START RECORDS TO PROCESS

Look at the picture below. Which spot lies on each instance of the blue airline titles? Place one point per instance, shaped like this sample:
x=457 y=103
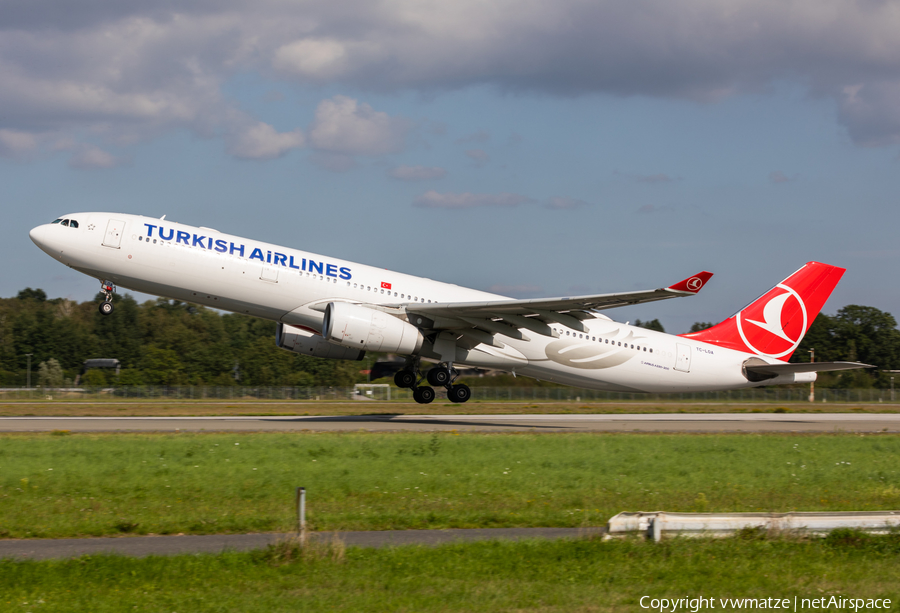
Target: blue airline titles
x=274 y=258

END RECORDS TO PROCESS
START RECORDS TO PROCESS

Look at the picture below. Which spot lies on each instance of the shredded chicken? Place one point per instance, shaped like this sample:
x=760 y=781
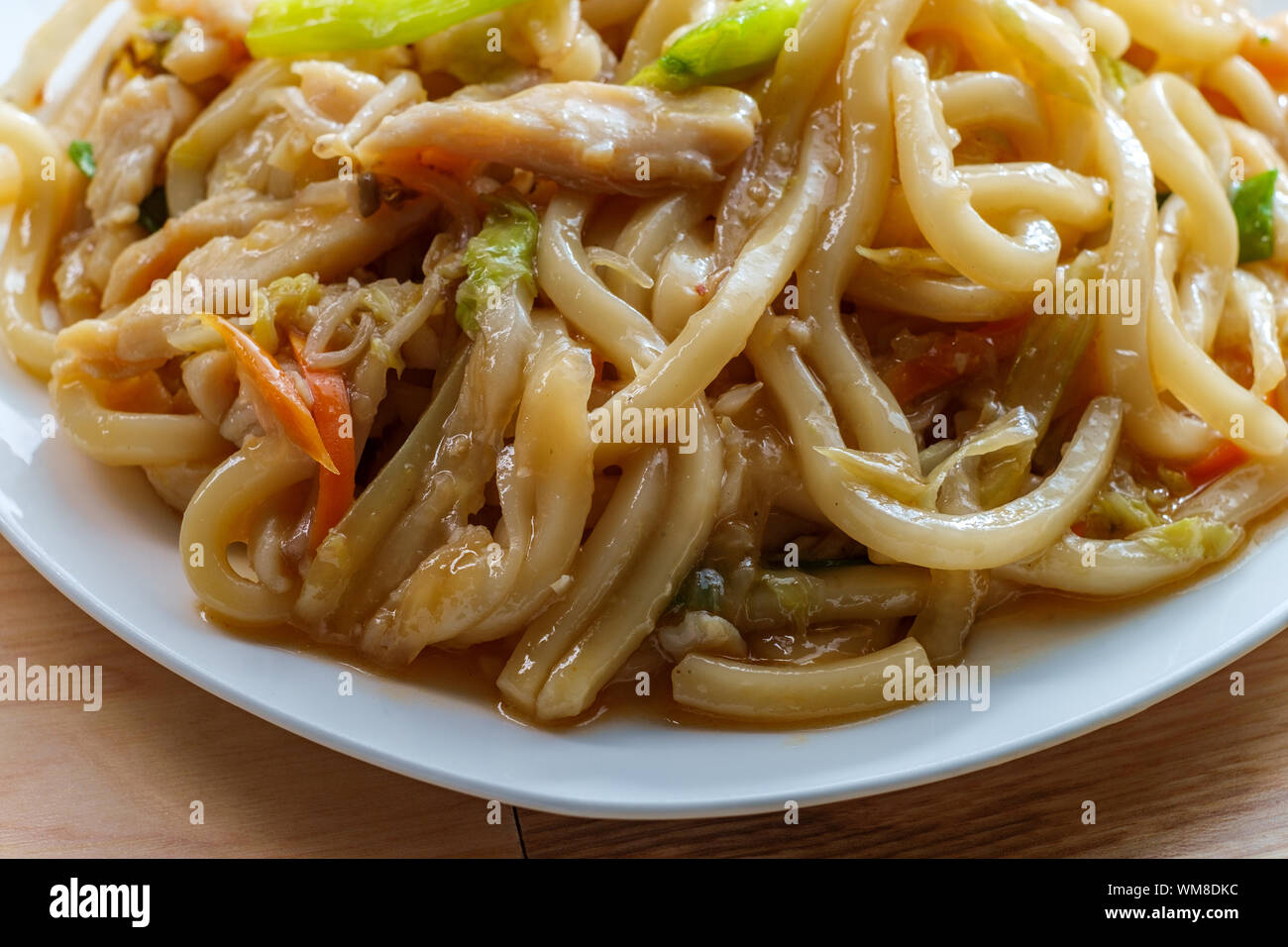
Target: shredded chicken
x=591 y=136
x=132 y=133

END RECORDS TO PROCESS

WHAT THIS TASK INVOLVES: Copy every line of the material above in which the string "instance" can be found.

ANSWER SECTION:
Look at the picture below. Which spot lies on each instance of the blue airline titles? Place one point per instance, shaped like this sample:
Look at the picture below. Which spot lies on each instance of the shredded chicken? Place one point per instance, shaped like this sample:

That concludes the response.